— Start of RECORDS PROVIDED —

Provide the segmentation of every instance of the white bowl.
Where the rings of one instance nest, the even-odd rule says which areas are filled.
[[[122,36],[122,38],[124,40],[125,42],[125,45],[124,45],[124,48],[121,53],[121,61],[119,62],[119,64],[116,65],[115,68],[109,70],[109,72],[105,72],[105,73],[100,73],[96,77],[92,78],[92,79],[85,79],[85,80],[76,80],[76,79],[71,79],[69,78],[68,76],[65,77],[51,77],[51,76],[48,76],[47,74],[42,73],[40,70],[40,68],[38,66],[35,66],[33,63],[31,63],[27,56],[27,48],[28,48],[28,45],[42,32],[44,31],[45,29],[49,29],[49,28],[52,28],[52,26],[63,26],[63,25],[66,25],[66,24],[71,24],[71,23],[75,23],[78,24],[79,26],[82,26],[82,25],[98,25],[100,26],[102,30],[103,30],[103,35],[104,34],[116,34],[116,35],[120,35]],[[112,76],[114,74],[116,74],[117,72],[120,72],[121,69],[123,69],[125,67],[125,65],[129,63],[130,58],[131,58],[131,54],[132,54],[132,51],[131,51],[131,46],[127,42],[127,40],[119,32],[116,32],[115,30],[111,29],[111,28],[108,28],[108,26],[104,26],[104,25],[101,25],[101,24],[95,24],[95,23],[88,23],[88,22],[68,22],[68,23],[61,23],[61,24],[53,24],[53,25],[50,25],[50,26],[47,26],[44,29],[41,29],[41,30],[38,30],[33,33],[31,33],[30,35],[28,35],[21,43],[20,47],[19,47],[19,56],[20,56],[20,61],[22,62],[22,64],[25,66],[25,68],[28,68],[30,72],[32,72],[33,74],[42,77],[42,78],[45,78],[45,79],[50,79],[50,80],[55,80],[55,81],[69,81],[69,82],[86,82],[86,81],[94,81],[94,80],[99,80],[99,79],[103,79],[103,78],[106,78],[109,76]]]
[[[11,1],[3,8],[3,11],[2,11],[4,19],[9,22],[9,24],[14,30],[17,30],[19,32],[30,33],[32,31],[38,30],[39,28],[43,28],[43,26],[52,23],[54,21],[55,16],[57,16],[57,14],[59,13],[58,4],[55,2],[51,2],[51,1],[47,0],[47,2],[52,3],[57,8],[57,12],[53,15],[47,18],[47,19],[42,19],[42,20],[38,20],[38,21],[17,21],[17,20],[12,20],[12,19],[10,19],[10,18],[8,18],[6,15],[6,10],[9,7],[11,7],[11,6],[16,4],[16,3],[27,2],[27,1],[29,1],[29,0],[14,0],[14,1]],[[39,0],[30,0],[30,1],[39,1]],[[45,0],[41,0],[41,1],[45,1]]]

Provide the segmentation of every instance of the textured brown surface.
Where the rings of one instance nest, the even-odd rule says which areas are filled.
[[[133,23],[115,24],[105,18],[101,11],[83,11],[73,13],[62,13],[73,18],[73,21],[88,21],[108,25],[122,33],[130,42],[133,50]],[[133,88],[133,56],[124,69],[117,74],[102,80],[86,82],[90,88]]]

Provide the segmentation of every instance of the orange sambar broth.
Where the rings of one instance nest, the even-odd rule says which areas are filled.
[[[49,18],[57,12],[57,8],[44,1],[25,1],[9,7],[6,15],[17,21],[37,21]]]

— End of RECORDS PROVIDED —

THE EXERCISE: Please arrange all of the records above as a two-column CSV with the columns instruction and polygons, one row per record. Put the record's text in instruction and its answer in polygons, with each value in a single quoted field and line breaks replaced by spaces.

ANSWER TO THE EXERCISE:
instruction,polygons
"Provide the segmentation of every instance of the white bowl. Where the rings of one instance nest, the even-odd rule says which areas are filled.","[[[122,36],[122,38],[124,40],[125,42],[125,45],[124,45],[124,48],[121,53],[121,61],[119,62],[119,64],[116,65],[115,68],[109,70],[109,72],[105,72],[105,73],[100,73],[96,77],[92,78],[92,79],[85,79],[85,80],[76,80],[76,79],[71,79],[69,78],[68,76],[65,77],[51,77],[51,76],[48,76],[47,74],[42,73],[40,70],[40,68],[38,66],[35,66],[33,63],[31,63],[27,56],[27,48],[28,48],[28,45],[42,32],[44,31],[45,29],[49,29],[49,28],[52,28],[52,26],[63,26],[63,25],[66,25],[66,24],[71,24],[71,23],[75,23],[78,24],[79,26],[82,26],[82,25],[98,25],[100,26],[102,30],[103,30],[103,35],[104,34],[116,34],[116,35],[120,35]],[[112,76],[114,74],[116,74],[117,72],[120,72],[121,69],[123,69],[125,67],[125,65],[129,63],[130,58],[131,58],[131,54],[132,54],[132,51],[131,51],[131,46],[127,42],[127,40],[119,32],[116,32],[115,30],[111,29],[111,28],[108,28],[108,26],[104,26],[104,25],[101,25],[101,24],[95,24],[95,23],[88,23],[88,22],[68,22],[68,23],[61,23],[61,24],[53,24],[53,25],[50,25],[50,26],[47,26],[44,29],[41,29],[41,30],[38,30],[33,33],[31,33],[30,35],[28,35],[21,43],[20,47],[19,47],[19,56],[20,56],[20,61],[22,62],[22,64],[25,66],[25,68],[28,68],[30,72],[32,72],[33,74],[42,77],[42,78],[45,78],[45,79],[50,79],[50,80],[55,80],[55,81],[69,81],[69,82],[86,82],[86,81],[94,81],[94,80],[99,80],[99,79],[103,79],[103,78],[106,78],[109,76]]] [[[11,1],[3,8],[3,11],[2,11],[4,19],[9,22],[9,24],[14,30],[17,30],[19,32],[30,33],[32,31],[38,30],[39,28],[43,28],[43,26],[52,23],[54,21],[55,16],[57,16],[57,14],[59,13],[58,4],[55,2],[51,2],[51,1],[47,0],[47,2],[52,3],[57,8],[57,12],[53,15],[47,18],[47,19],[42,19],[42,20],[38,20],[38,21],[17,21],[17,20],[12,20],[12,19],[10,19],[10,18],[8,18],[6,15],[6,10],[9,7],[11,7],[11,6],[16,4],[16,3],[27,2],[27,1],[29,1],[29,0],[14,0],[14,1]],[[39,0],[30,0],[30,1],[39,1]],[[45,0],[41,0],[41,1],[45,1]]]"
"Provide the segmentation of every instance of the textured brown surface. Where the rings of one instance nest, the even-odd rule says which areas are filled.","[[[133,23],[115,24],[105,18],[101,11],[83,11],[73,13],[62,13],[73,18],[73,21],[88,21],[108,25],[122,33],[130,42],[133,50]],[[133,88],[133,56],[124,69],[117,74],[102,80],[86,82],[90,88]]]"
"Provide the segmentation of every instance of the orange sambar broth. Where the rings of one instance nest, the even-odd rule says which areas are filled.","[[[49,18],[57,12],[57,8],[44,1],[25,1],[9,7],[6,15],[17,21],[37,21]]]"